» **TEXTO ORIGINAL**:
-----

La guerra y el arte

Los ataques de Trump a Siria y Afganistán y sus amenazas a Corea del Norte encendieron la alarma, no de una tercera guerra mundial, en la cual, según los enterados, ya estamos inmersos, sino de una guerra nuclear total.

Es evidente que los periodos de paz mundial han sido esporádicos y breves. Siempre han existido conflagraciones. Por eso se considera a la guerra como una actividad inherente a la condición humana.

Al finalizar el bipolarismo de EEUU y Rusia se derrumbaron los regímenes totalitarios, se agudizaron las luchas por el petróleo, el terrorismo internacional y la ofensiva para imponer la globalización de la economía occidental.

Lo anterior, agravado por creencias religiosas y nacionalismos rudimentarios, las compañías militares privadas, el narcotráfico y la corrupción gubernamental, ha generado tanta inestabilidad que son raros los países en paz.

El creciente número de guerras de baja intensidad, pero terriblemente mortíferas remiten a las guerras privadas que emprendían los señores feudales para expandir sus heredades.

-----

» **EXTRACTOS DE DATOS**:
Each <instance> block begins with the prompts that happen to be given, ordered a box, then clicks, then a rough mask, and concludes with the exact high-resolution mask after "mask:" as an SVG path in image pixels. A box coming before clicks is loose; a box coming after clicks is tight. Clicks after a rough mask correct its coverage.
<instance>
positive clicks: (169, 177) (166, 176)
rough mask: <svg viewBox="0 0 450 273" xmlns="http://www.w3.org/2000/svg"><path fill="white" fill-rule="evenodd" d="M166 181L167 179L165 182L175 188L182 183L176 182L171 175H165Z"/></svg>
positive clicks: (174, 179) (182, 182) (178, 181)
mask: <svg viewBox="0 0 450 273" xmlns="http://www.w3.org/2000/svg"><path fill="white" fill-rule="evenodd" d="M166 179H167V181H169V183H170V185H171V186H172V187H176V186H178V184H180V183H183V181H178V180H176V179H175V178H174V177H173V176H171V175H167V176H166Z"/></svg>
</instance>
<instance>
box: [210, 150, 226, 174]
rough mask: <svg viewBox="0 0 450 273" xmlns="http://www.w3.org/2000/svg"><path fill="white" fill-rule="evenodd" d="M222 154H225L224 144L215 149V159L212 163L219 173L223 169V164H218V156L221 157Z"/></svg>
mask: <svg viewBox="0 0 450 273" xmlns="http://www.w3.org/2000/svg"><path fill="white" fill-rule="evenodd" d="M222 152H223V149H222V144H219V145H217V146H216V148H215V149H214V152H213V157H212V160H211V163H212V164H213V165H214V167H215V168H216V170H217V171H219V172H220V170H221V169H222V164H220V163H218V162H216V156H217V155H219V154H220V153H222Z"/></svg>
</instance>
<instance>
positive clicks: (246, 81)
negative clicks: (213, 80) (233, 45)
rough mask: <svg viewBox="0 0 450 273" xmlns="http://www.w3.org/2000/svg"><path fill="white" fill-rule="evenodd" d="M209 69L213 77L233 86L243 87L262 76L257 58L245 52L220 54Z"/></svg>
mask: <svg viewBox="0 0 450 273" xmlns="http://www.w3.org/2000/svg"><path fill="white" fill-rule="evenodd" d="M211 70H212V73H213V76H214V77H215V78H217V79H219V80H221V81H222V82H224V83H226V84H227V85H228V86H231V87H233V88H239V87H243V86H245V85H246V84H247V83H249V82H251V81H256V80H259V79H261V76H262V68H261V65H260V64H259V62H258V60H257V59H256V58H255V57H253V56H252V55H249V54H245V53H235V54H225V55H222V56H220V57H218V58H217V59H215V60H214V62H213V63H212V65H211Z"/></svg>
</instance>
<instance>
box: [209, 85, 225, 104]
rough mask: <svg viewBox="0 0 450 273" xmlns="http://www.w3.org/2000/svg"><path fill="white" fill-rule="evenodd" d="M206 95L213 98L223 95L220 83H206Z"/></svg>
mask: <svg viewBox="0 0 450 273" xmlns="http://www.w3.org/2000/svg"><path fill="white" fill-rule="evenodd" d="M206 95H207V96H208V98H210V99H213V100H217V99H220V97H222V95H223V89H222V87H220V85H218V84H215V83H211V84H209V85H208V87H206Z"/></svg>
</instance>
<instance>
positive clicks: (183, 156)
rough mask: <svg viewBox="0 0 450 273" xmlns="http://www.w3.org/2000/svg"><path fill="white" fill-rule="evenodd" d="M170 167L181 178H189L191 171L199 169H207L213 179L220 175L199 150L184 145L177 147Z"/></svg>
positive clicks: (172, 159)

-----

» **TAREA**: Continúa el artículo sobre la guerra y el arte a partir de su última oración. El listado no tiene ningún papel en esto.

» **RESULTADO**:
Ahora, los autores de las guerras no tienen como objetivo ganarlas, sino mantenerlas para obtener beneficios particulares a partir de la violencia que propician.

En México es pertinente reflexionar sobre este tema porque el combate a la delincuencia, por su crueldad y proporciones, se equipara a una revolución interna de baja intensidad, atizada por indescifrables intenciones extranjeras.

En las pinturas de Milenio en el Arte, hay una titulada: El fin, en la que sobre el fondo azul y frio domina el tronco de un árbol seco dramáticamente teñido de rojo. Para algunos es un presagio ominoso; para muchos la atroz realidad de sus vidas.

Aristóteles dijo: “La única justificación ética de la guerra es que sea un medio para conseguir la paz”. La humanidad reclama un alivio a su dolor.